*TASK TO COMPLETE*
Put the stretch of records from the line containing "red-brown shrub shown above." through the end of the records into a two-column CSV with columns source and result, one row per text with its answer, each value in a single quoted field with line breaks replaced by spaces. Leave the pictures out.

*PROVIDED MATERIAL*
::::

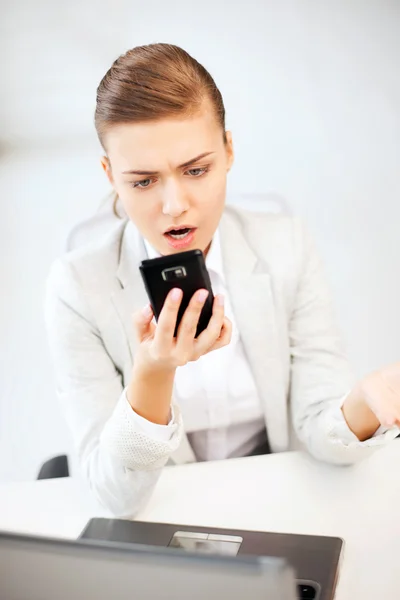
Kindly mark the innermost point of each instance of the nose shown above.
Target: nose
(174, 201)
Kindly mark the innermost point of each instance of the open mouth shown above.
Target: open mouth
(179, 234)
(180, 237)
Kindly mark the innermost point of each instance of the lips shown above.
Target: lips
(181, 236)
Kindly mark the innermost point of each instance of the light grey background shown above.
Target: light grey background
(312, 93)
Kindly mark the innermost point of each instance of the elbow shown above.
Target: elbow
(122, 492)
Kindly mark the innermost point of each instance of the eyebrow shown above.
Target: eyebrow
(185, 164)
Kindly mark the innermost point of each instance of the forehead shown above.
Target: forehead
(163, 143)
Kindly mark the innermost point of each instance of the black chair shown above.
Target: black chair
(54, 467)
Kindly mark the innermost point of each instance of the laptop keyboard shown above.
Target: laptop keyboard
(306, 592)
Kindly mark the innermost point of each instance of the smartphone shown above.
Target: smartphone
(184, 270)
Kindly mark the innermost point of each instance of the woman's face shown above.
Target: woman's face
(171, 178)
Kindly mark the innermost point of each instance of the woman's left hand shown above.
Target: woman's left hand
(374, 401)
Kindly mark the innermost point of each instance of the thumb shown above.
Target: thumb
(142, 322)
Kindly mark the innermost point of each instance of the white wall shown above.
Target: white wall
(312, 92)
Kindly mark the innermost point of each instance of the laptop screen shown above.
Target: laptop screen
(43, 569)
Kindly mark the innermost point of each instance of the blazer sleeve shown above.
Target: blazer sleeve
(120, 459)
(320, 374)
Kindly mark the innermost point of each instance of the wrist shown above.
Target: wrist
(359, 417)
(150, 391)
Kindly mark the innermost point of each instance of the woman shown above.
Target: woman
(135, 396)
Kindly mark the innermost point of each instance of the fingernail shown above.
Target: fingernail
(147, 311)
(202, 295)
(176, 294)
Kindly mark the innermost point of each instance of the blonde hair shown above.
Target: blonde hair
(152, 82)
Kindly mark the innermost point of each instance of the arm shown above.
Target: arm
(321, 381)
(121, 461)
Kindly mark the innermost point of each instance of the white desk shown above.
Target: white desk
(286, 492)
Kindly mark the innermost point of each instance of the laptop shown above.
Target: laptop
(37, 568)
(315, 559)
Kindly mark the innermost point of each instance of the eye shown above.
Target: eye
(197, 172)
(142, 184)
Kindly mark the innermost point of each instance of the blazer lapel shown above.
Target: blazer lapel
(131, 298)
(249, 285)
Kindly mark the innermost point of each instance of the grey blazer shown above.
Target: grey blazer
(283, 310)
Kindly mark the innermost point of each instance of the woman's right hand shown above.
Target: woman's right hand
(159, 350)
(159, 353)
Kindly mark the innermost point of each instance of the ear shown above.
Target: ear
(230, 155)
(105, 163)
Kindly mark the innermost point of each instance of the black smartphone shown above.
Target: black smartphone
(184, 270)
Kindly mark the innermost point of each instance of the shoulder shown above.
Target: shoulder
(92, 265)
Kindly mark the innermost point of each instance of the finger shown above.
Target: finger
(210, 335)
(188, 325)
(142, 323)
(165, 329)
(387, 408)
(225, 337)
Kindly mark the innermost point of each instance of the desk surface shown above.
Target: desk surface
(283, 492)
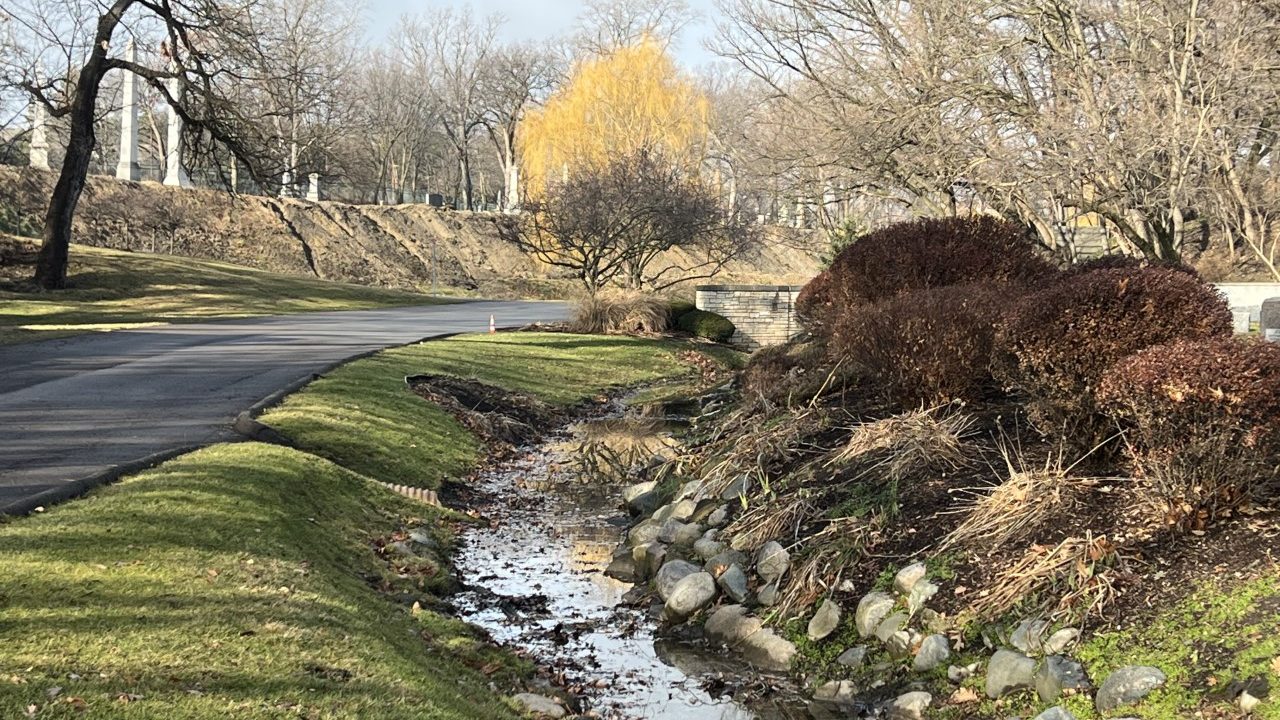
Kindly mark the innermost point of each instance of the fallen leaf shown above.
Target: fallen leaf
(964, 696)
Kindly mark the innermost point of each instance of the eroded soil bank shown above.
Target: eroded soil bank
(535, 582)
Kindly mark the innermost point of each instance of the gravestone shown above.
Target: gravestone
(127, 168)
(1271, 319)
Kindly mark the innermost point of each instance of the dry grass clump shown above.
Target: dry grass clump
(620, 313)
(1070, 575)
(924, 438)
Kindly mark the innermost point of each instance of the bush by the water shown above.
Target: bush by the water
(709, 326)
(929, 346)
(1056, 343)
(1202, 422)
(920, 255)
(620, 313)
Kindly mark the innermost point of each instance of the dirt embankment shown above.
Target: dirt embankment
(402, 246)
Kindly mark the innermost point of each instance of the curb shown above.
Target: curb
(245, 424)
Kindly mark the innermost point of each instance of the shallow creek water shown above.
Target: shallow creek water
(535, 583)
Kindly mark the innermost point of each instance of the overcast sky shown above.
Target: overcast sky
(536, 19)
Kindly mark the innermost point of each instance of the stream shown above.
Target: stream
(534, 580)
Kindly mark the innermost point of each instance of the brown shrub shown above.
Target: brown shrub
(920, 255)
(924, 347)
(1056, 343)
(1203, 423)
(620, 313)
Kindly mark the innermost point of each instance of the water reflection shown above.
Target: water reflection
(540, 587)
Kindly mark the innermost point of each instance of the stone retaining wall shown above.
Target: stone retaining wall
(763, 314)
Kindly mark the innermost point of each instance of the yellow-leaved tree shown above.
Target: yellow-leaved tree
(629, 101)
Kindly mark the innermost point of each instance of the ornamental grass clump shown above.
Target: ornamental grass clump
(1202, 423)
(1055, 345)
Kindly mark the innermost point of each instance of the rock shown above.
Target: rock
(635, 491)
(853, 657)
(872, 609)
(644, 532)
(1009, 671)
(772, 561)
(622, 568)
(906, 578)
(910, 706)
(890, 625)
(644, 505)
(1057, 674)
(672, 573)
(768, 595)
(707, 548)
(734, 628)
(732, 583)
(539, 706)
(840, 692)
(1029, 636)
(690, 595)
(718, 518)
(1128, 686)
(919, 595)
(721, 563)
(739, 487)
(899, 645)
(688, 534)
(824, 620)
(1059, 642)
(933, 652)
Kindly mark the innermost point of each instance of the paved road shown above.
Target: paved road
(73, 409)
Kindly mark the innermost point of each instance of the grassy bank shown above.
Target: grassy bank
(248, 580)
(113, 290)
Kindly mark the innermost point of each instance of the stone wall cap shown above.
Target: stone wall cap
(749, 288)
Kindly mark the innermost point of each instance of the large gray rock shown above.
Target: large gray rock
(690, 595)
(910, 706)
(722, 560)
(906, 578)
(672, 573)
(933, 652)
(1009, 671)
(1127, 686)
(732, 583)
(1057, 674)
(539, 706)
(824, 620)
(707, 548)
(762, 647)
(890, 625)
(853, 657)
(772, 561)
(644, 532)
(872, 609)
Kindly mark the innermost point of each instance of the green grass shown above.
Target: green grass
(243, 580)
(362, 415)
(113, 290)
(234, 582)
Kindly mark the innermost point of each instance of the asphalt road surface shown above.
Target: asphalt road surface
(73, 410)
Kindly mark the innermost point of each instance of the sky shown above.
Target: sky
(538, 19)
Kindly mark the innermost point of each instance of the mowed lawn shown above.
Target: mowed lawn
(247, 580)
(113, 290)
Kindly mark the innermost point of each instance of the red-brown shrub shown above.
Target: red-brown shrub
(1203, 422)
(924, 347)
(920, 255)
(1056, 343)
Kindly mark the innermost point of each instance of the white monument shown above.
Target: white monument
(174, 173)
(127, 168)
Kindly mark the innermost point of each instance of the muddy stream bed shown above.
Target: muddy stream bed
(534, 580)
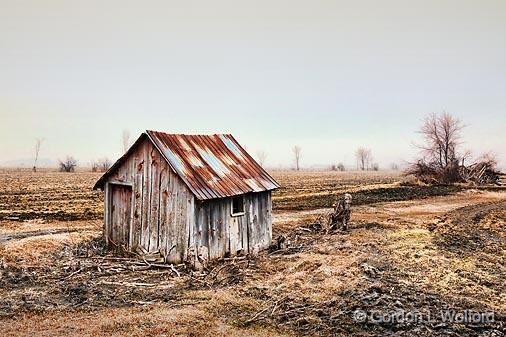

::::

*EXERCISE RESULT*
source,result
"Kindly mark the innermost point of each instance of the red-brown shrub shown above. Target: red-brown shrub","(1203, 422) (924, 347) (920, 255) (1056, 343)"
"Kindly mark the innermost point of each instance of the white monument shown above. Target: white monument","(174, 173) (127, 168)"
"Kindly mark the innermost point of each instance of the muddy stream bed shown above. Target: muddy stream bed","(534, 580)"